● **Tareas y ejercicios**
1. Actualiza el fragmento sobre el fútbol y la FIFA: empieza en las palabras "El origen de", termina después de "per se, juego." y pon "producto cultural" en lugar de "artefacto cultural".
2. Según el fragmento sobre el fútbol y la FIFA, ¿quién señaló recientemente que las prácticas de la FIFA pueden caer de lleno en el fascismo?

● **Fragmento seleccionado**
-- -- --
Maracaná 2014: la ex-guerrillera y el dictador – Por Guillermo Alonso Meneses
Después de leer y releer los artículos de Fernando Carrión y Pablo Gentili quedé preocupado, pues no entiendo dónde está la polémica. Es más, en mi opinión ambos artículos se complementan. Por un lado, cada vez hay mayor evidencia que la FIFA es una mezcla de multinacional depredadora capitalista (asumo el pleonasmo por razones expresivas), un club de nuevos ricos que en realidad son bantustán deportivo que se rige con un código político del Medioevo y cuyas prácticas, como ha señalado recientemente el Presidente de la República Oriental del Uruguay, José Mújica, pueden caer de lleno en el fascismo, la arbitrariedad y el abuso más antideportivo: ni juego limpio, ni pedagogía deportiva, ni justicia. De nuevo emerge ante el observador un paisaje social y una atmósfera cultural contradictorias.
El origen de esta contradicción está, por un lado, en ese artefacto cultural, en esa heteroestructura simbólica, que es el partido de fútbol, adoptado por miles de millones de personas como juego, que lo mismo lo practican como lo contemplan. Porque el fútbol amalgama profundos impulsos biológicos latentes en la memoria filética de la humanidad y del cerebro de cada individuo, con prácticas y significados que se aprenden en sociedad. Acaso por eso, J. Huizinga en “Homo Ludens” defendió que “el juego existió antes de toda cultura” y “que la cultura surge en forma de juego, que la cultura, al principio, se juega”. En su momento resultó revolucionario defender que “lo cultural” no comienza como juego ni se origina del juego, sino que es, per se, juego.
-- -- --
● **Material sin procesar**
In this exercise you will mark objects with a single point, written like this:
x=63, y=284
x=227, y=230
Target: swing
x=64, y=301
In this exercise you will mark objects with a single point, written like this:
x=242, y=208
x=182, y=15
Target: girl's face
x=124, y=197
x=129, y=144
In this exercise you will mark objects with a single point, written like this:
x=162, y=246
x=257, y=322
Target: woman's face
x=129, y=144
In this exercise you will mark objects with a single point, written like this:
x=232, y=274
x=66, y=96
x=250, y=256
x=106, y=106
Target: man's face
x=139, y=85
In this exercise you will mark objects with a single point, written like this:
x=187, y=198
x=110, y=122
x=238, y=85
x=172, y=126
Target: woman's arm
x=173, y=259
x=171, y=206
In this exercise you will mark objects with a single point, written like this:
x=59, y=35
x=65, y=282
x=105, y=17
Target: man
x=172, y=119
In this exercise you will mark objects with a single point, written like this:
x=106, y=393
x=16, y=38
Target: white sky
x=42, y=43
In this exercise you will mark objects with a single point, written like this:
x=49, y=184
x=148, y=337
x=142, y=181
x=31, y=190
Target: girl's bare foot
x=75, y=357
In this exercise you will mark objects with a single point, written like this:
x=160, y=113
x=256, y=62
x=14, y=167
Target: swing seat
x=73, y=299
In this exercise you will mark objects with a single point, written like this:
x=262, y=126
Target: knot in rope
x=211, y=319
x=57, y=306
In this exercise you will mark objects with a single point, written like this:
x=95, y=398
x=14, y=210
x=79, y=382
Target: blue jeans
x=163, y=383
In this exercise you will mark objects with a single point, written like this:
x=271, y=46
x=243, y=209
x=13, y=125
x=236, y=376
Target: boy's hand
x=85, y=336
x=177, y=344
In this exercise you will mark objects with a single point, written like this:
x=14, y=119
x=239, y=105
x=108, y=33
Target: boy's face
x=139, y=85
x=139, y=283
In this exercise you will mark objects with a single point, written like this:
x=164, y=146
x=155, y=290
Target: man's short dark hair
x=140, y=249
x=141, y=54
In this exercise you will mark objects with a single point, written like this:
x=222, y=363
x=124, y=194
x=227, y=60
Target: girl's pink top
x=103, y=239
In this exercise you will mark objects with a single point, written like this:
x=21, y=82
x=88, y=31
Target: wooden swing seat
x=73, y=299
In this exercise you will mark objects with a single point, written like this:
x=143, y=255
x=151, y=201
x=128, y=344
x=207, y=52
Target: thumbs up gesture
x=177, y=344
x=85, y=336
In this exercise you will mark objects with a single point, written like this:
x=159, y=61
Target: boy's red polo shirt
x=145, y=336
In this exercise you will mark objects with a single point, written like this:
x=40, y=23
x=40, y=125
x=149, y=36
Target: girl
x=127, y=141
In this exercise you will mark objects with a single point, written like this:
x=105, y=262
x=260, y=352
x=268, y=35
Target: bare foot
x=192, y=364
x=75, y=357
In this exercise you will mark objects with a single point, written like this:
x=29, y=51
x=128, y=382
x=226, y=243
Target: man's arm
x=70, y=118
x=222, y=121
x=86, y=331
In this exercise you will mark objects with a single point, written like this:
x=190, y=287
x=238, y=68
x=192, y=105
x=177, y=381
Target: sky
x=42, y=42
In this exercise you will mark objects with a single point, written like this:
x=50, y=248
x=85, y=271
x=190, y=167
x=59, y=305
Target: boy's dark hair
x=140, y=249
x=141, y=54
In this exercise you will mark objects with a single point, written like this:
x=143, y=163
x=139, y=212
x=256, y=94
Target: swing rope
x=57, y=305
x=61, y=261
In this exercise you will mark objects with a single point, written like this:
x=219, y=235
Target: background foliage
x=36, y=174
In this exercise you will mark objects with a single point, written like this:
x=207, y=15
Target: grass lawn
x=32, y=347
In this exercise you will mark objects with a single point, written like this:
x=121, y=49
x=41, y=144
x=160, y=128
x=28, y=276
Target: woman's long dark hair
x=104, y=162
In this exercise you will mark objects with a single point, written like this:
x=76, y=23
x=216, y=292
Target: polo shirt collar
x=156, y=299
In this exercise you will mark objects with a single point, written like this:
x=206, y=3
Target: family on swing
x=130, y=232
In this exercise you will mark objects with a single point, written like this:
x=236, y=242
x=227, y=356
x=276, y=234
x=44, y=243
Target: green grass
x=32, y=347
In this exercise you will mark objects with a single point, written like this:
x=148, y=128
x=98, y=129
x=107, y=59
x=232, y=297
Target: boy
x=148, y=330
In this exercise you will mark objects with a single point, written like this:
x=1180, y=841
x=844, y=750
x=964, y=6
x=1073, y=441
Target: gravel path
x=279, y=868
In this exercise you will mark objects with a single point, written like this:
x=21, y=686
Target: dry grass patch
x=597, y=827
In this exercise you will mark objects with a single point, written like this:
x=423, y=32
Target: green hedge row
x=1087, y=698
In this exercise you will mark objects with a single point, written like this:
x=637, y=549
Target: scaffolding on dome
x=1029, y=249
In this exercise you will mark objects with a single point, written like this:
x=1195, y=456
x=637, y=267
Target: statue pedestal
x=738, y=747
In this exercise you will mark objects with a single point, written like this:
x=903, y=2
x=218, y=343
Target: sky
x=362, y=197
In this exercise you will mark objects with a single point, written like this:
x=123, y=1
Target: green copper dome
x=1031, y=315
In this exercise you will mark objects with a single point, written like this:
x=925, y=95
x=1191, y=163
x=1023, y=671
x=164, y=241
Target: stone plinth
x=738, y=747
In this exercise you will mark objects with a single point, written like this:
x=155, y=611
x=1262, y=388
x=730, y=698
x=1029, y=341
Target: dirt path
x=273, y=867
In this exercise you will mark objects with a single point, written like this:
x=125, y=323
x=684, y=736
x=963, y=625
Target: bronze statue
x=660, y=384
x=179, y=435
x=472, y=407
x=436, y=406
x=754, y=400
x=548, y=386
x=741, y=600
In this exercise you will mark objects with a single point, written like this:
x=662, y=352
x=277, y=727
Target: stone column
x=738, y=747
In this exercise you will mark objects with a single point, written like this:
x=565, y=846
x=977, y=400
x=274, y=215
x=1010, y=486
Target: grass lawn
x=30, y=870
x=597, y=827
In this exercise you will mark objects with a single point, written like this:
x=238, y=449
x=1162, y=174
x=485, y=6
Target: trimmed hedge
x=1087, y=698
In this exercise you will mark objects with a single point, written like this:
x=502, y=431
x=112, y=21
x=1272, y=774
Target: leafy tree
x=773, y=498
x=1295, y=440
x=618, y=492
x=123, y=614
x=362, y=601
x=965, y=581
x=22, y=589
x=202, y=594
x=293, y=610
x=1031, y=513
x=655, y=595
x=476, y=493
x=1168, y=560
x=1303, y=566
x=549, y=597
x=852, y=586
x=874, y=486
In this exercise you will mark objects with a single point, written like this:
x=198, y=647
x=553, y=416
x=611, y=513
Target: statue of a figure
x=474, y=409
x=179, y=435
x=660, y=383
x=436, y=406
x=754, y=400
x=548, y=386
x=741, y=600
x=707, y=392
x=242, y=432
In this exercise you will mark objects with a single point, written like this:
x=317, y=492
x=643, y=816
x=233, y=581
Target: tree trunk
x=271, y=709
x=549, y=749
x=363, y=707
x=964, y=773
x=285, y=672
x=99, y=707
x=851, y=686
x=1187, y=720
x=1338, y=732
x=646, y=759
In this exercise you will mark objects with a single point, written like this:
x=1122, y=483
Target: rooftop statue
-- -- --
● **Las respuestas**
1.
El origen de esta contradicción está, por un lado, en ese producto cultural, en esa heteroestructura simbólica, que es el partido de fútbol, adoptado por miles de millones de personas como juego, que lo mismo lo practican como lo contemplan. Porque el fútbol amalgama profundos impulsos biológicos latentes en la memoria filética de la humanidad y del cerebro de cada individuo, con prácticas y significados que se aprenden en sociedad. Acaso por eso, J. Huizinga en “Homo Ludens” defendió que “el juego existió antes de toda cultura” y “que la cultura surge en forma de juego, que la cultura, al principio, se juega”. En su momento resultó revolucionario defender que “lo cultural” no comienza como juego ni se origina del juego, sino que es, per se, juego.

2. José Mújica, Presidente de la República Oriental del Uruguay.